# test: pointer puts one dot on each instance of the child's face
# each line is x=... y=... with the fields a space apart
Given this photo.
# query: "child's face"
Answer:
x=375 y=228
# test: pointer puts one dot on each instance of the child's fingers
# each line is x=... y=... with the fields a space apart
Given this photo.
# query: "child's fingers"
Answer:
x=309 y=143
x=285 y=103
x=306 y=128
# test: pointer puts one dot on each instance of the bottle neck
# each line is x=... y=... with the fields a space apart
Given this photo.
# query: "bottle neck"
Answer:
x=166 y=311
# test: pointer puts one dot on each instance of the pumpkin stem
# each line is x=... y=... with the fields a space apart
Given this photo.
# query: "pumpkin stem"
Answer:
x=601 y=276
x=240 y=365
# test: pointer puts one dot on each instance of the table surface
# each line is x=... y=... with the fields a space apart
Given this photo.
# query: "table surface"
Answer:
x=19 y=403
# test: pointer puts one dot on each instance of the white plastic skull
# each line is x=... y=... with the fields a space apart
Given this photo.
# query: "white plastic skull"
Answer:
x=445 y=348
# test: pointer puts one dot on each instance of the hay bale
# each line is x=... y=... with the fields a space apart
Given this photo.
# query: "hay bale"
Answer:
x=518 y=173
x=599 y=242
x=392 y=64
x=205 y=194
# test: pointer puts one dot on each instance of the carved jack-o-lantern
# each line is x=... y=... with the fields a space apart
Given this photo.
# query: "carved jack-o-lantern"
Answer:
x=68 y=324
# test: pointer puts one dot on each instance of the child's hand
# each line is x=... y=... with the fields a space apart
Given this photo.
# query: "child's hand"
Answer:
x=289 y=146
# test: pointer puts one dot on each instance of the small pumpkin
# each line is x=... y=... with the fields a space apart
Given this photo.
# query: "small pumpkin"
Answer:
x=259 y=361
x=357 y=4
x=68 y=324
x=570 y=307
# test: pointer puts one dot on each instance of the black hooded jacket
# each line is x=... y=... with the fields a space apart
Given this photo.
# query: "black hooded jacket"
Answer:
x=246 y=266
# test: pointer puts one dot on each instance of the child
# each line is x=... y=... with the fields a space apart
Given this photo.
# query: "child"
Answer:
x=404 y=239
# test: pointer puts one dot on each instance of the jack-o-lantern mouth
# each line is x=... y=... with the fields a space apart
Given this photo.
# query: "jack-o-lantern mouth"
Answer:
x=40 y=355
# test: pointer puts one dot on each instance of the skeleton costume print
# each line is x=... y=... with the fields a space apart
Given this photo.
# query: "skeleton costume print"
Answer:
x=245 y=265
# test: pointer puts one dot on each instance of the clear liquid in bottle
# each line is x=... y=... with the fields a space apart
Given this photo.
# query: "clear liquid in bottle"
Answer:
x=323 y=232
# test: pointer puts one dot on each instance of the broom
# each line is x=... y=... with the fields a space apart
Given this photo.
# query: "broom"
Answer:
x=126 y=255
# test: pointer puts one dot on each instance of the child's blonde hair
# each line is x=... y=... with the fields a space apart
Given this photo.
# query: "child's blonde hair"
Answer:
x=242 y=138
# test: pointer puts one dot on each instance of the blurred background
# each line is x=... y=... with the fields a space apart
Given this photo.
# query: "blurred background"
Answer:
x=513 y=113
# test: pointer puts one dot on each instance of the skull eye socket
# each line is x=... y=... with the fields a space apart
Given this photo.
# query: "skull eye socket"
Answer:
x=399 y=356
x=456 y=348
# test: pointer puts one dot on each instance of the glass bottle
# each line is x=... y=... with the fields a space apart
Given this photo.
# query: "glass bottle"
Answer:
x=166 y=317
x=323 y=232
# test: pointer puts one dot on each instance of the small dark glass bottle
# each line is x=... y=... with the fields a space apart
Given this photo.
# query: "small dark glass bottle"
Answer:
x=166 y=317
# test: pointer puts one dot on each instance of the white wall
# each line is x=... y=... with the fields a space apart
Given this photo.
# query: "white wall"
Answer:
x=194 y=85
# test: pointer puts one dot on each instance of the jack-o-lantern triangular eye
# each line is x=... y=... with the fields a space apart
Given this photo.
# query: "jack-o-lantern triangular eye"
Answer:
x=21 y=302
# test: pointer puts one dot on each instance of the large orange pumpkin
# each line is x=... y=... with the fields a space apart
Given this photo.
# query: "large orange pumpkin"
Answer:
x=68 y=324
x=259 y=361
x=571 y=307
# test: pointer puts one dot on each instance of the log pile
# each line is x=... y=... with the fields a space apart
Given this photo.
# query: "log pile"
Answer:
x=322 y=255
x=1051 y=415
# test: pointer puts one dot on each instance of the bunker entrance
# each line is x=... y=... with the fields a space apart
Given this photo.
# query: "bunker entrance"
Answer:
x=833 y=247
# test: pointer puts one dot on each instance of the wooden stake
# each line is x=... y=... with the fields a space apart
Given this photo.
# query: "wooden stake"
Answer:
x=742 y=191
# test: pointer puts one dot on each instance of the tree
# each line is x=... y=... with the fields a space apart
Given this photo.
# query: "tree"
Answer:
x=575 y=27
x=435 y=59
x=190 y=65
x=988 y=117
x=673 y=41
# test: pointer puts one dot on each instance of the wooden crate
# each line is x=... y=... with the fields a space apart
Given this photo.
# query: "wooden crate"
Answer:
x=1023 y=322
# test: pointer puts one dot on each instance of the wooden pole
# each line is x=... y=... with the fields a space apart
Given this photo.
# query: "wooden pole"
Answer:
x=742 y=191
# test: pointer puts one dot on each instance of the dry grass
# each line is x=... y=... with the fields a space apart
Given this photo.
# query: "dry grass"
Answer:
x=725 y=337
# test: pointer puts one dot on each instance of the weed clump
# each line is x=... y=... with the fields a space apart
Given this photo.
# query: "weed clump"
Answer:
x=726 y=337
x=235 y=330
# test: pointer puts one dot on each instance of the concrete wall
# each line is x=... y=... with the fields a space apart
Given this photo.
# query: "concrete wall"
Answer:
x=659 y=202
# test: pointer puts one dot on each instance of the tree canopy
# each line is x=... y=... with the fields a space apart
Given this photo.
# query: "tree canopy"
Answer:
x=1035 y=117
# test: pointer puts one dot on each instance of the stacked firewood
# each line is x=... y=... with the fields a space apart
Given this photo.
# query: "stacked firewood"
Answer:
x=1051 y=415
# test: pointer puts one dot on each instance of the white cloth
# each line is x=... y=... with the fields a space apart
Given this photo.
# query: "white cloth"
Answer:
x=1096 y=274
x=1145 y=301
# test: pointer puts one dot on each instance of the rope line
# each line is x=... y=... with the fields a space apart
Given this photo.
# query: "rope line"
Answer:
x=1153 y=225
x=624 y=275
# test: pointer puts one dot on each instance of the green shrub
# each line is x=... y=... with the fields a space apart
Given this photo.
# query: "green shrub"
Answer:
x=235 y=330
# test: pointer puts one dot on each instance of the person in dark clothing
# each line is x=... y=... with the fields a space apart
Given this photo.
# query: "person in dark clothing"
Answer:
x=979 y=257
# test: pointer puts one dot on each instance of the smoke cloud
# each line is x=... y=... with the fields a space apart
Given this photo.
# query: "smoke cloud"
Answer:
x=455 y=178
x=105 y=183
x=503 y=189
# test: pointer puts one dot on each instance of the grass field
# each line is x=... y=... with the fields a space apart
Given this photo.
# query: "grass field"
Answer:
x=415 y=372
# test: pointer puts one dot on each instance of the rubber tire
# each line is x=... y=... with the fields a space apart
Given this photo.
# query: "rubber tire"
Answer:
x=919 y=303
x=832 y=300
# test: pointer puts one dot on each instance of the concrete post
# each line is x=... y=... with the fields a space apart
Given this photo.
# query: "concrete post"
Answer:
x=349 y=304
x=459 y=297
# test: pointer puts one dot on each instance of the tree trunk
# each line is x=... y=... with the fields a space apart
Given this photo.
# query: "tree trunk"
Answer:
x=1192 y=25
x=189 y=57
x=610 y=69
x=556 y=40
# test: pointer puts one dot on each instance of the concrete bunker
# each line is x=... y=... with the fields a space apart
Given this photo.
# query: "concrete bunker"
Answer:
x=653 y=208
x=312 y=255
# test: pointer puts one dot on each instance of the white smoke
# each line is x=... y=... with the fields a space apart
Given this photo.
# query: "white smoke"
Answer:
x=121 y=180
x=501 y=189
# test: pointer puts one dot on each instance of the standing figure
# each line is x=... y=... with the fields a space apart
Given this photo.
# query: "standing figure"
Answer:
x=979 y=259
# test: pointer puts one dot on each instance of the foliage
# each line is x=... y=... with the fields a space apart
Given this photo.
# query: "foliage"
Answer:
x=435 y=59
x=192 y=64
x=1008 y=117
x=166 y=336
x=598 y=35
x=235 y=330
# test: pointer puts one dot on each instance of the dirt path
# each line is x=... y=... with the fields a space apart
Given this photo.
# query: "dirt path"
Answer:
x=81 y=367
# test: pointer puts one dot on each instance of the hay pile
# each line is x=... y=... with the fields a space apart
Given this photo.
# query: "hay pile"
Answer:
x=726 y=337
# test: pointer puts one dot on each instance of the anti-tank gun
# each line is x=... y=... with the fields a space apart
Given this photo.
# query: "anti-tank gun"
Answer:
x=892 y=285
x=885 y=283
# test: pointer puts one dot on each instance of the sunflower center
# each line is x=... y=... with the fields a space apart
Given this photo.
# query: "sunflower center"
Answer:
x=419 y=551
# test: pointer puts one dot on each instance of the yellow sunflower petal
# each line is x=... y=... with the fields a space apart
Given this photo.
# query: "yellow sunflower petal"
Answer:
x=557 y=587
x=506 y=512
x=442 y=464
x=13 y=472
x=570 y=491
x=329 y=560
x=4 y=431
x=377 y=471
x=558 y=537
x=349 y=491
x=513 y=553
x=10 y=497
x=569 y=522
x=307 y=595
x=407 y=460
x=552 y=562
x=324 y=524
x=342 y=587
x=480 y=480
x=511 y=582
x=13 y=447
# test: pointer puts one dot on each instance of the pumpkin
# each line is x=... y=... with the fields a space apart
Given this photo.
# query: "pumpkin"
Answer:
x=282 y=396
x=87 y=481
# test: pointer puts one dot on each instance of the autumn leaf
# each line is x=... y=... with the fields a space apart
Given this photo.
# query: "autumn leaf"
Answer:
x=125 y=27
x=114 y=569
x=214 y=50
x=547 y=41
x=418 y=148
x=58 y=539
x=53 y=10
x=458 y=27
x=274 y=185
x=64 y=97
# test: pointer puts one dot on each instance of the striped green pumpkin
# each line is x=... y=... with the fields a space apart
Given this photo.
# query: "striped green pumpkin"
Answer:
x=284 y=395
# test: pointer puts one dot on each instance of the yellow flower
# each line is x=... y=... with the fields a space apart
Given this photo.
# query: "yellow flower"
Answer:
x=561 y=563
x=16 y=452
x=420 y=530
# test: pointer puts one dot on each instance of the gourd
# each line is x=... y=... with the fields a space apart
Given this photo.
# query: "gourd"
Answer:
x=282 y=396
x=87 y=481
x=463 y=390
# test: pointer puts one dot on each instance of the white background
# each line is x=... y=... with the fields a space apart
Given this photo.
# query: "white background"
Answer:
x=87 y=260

• • • • •

**Your goal**
Would you print exactly the lines from the first line of the entries above through the line that has "the bottle neck", both included, and stop there?

**Final answer**
# test: pointer puts one dot on each instance of the child's face
# each line is x=... y=... with the fields a space apart
Given this photo.
# query: "child's face"
Answer:
x=375 y=228
# test: pointer puts one dot on each instance of the child's fingers
# each line is x=... y=... with the fields a space apart
Given this photo.
# query: "child's fingers"
Answer:
x=309 y=143
x=285 y=103
x=306 y=128
# test: pointer puts one dot on each instance of the bottle neck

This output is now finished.